Copy the entries below word for word, starting at the line that contains "of the carved" and ending with the last line of the entries.

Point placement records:
## Begin
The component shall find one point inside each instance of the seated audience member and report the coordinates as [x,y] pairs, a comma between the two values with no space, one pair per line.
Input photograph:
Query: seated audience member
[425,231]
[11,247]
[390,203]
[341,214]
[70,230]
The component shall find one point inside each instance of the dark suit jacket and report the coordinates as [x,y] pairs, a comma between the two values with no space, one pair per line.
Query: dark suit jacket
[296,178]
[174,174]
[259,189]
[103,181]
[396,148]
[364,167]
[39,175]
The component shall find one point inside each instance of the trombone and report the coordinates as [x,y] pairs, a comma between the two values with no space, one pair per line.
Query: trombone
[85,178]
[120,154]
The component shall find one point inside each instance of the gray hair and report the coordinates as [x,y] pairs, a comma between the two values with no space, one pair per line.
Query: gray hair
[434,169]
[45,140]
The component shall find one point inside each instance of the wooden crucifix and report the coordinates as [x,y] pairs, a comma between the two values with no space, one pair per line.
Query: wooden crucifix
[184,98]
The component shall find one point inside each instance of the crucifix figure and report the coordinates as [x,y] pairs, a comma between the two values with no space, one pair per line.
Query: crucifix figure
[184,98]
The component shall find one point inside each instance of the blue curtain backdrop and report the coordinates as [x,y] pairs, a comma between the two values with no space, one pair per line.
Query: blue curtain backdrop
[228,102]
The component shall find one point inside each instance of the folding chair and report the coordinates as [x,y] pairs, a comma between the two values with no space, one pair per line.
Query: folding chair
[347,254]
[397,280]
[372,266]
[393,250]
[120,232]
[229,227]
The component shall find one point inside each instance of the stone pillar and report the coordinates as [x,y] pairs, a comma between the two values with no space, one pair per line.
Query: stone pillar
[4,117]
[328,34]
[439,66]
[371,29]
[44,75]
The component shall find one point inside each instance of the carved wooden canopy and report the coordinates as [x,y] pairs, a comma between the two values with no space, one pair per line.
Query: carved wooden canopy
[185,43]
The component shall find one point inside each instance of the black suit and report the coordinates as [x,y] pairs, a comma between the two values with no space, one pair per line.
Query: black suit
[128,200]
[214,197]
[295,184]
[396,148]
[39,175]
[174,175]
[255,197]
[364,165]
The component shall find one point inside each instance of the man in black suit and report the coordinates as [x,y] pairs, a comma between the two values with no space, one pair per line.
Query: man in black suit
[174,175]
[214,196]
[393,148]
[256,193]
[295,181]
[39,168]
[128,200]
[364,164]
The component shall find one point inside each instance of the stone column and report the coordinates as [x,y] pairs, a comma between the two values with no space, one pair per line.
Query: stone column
## End
WRITTEN ANSWER:
The component shall find one point inside each instance of the carved wooden canopy and report the coordinates as [x,y] pairs, a comma between the two values with no space, one pair per line.
Query: carved wooden canopy
[185,43]
The component shall find one point inside each instance of the black suit and report the coordinates as [x,y] pairs, a comma between the two values with no space, one pair per line.
Query: black suit
[128,200]
[214,197]
[295,184]
[396,148]
[39,175]
[174,175]
[255,197]
[364,165]
The component shall find one point inside each instance of the man in black suit and report the coordinates as [x,y] pairs, a comma between the two values with no space, one pair per line.
Query: man in black suit
[174,175]
[214,196]
[393,148]
[256,193]
[295,181]
[39,168]
[128,200]
[364,164]
The component shall find one point inside each instance of the stone column and report the coordinates as [x,y] pairs, a comma between the two values with no space, one pair per line.
Query: stone column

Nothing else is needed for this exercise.